• YOUR INSTRUCTIONS:
Reproduce these lines word for word.

• Saved entries:
----------------
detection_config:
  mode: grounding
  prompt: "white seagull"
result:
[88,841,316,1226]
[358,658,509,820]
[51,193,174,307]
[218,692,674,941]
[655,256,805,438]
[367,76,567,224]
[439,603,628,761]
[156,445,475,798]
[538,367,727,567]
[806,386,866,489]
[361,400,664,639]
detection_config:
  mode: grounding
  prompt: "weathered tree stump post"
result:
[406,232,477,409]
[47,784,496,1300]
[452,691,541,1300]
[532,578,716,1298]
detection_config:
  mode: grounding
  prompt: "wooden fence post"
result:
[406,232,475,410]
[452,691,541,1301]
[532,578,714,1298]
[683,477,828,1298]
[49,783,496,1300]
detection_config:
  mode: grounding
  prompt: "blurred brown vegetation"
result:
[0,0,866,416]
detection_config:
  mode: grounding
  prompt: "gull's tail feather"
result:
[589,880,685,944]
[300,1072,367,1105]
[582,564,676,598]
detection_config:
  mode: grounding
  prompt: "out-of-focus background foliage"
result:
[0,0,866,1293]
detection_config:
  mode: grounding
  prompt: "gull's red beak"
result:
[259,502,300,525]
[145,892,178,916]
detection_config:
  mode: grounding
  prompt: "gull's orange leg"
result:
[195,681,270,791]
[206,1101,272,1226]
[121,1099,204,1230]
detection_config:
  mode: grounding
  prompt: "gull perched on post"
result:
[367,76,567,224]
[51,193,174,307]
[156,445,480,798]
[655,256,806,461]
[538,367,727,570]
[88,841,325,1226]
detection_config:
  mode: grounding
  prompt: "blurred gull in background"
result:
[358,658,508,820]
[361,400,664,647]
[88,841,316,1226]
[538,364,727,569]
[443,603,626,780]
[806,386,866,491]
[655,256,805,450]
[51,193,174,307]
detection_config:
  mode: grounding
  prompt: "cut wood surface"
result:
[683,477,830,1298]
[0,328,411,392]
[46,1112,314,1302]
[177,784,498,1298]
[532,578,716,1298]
----------------
• WRITTEN ANSWER:
detection_config:
  mode: grounding
  prompt: "white seagull"
result:
[88,841,316,1226]
[358,658,509,820]
[51,193,174,307]
[218,692,674,941]
[655,256,805,438]
[367,76,567,224]
[439,603,628,761]
[156,445,475,798]
[538,367,727,567]
[806,386,866,489]
[361,400,664,639]
detection_config:
  mode: grounding
  prompt: "weathered tree stump post"
result:
[406,232,477,409]
[47,784,496,1300]
[452,691,541,1300]
[532,578,716,1298]
detection_config:
  mode: grounding
  prompt: "wooden fence post"
result:
[406,232,475,410]
[452,691,541,1301]
[532,578,714,1298]
[683,477,828,1298]
[49,783,496,1300]
detection_config:
  mode: grounding
  prompt: "blurred brown vegetation"
result:
[0,0,866,416]
detection_config:
  mode: grounding
  prompt: "gull's tail feather"
result:
[589,880,685,944]
[300,1072,367,1105]
[582,564,676,598]
detection_config:
  mode: grounding
  prompt: "out-of-focus background foliage"
result:
[0,0,866,1293]
detection_config:
  mode: grounding
  prompt: "gull's red beak"
result:
[259,502,300,525]
[145,892,178,916]
detection_config:
  mode: grounding
  prompt: "gull's orange leg"
result:
[195,681,270,791]
[206,1101,272,1226]
[121,1099,204,1230]
detection_config:
  mode: grounding
  prompt: "gull perched on post"
result:
[367,76,567,224]
[51,193,174,307]
[156,445,480,798]
[655,256,806,461]
[538,367,727,570]
[88,841,325,1226]
detection_config:
  mode: grounding
  prompt: "blurred gull in background"
result:
[358,658,508,820]
[361,400,664,647]
[88,841,316,1226]
[538,364,727,569]
[443,603,626,780]
[806,386,866,491]
[655,256,805,450]
[51,193,174,307]
detection_config:
  mode: grounding
  prompt: "cut wood surface"
result:
[683,477,830,1298]
[0,328,411,392]
[46,1112,314,1302]
[177,784,498,1298]
[532,578,716,1298]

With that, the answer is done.